§ FRAGMENTO PARA LEER
========
El lenguaje y el horror en dos novelas de Mónica Ojeda

Portada de la segunda edición de Nefando (Almadía).


    En las novelas de Mónica Ojeda el cuestionamiento por el lenguaje se mantiene siempre cerca del centro. No es el tema central, pero funciona como un conductor: es un cuestionamiento que nos desarma, que nos deja abiertos, dudosos, y es entonces cuando nos dirige, voluntaria o involuntariamente, hacia el horror en nosotros mismos. Parte de la duda sobre el sentido de las palabras para dejarnos indefensos ante las suyas, y, una vez que nos tiene allí, empezamos a ser una especie de víctimas. En Nefando, por ejemplo, no hay descripciones de los personajes. No conocemos cómo son, qué rostro tienen, qué facciones o qué características son particulares a cada uno. Solo los conocemos por sus diarios, o sus relatos, o sus testimonios; es decir, por su lenguaje. Pero no solo por su lenguaje hablado o escrito, sino por su lenguaje corporal, o por sus ideas sobre el cuerpo, como ocurre en Mandíbula. Por sus experiencias del cuerpo y sus pensamientos, que nos guían por la trama pero a la vez se quedan atrapados en nuestro propio cuerpo. En las novelas de Mónica Ojeda es necesario poner atención al lenguaje, a la forma en que lo usan sus personajes y la misma autora. Puede ser por eso que sus cuentos sean más reconocidos que sus novelas: porque la ejecución en los primeros es contundente, y en sus novelas cada capítulo exige un respiro.
========
§ REGISTROS DE DATOS

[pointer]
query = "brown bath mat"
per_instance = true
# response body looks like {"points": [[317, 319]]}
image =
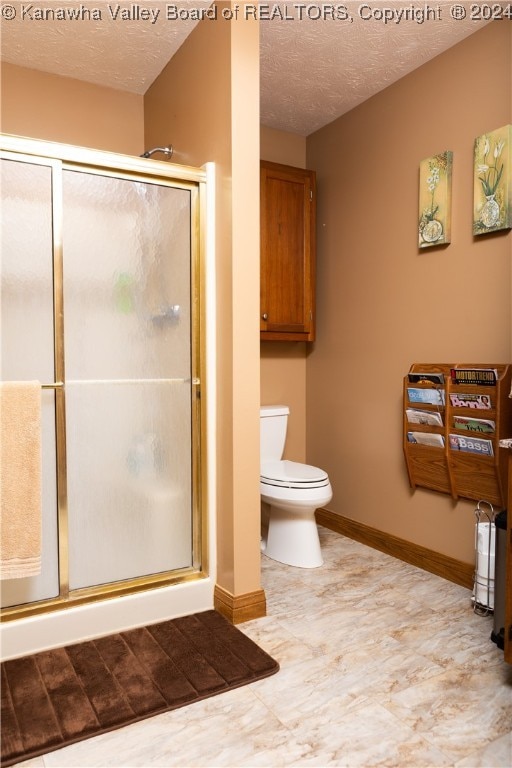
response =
{"points": [[55, 698]]}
========
§ QUÉ SE PIDE
¿Cómo queda en inglés esta oración del fragmento sobre las novelas de Mónica Ojeda: «En Nefando, por ejemplo, no hay descripciones de los personajes.»? Los registros no intervienen en esto.

§ SOLUCIÓN ESCRITA
In Nefando, for example, there are no descriptions of the characters.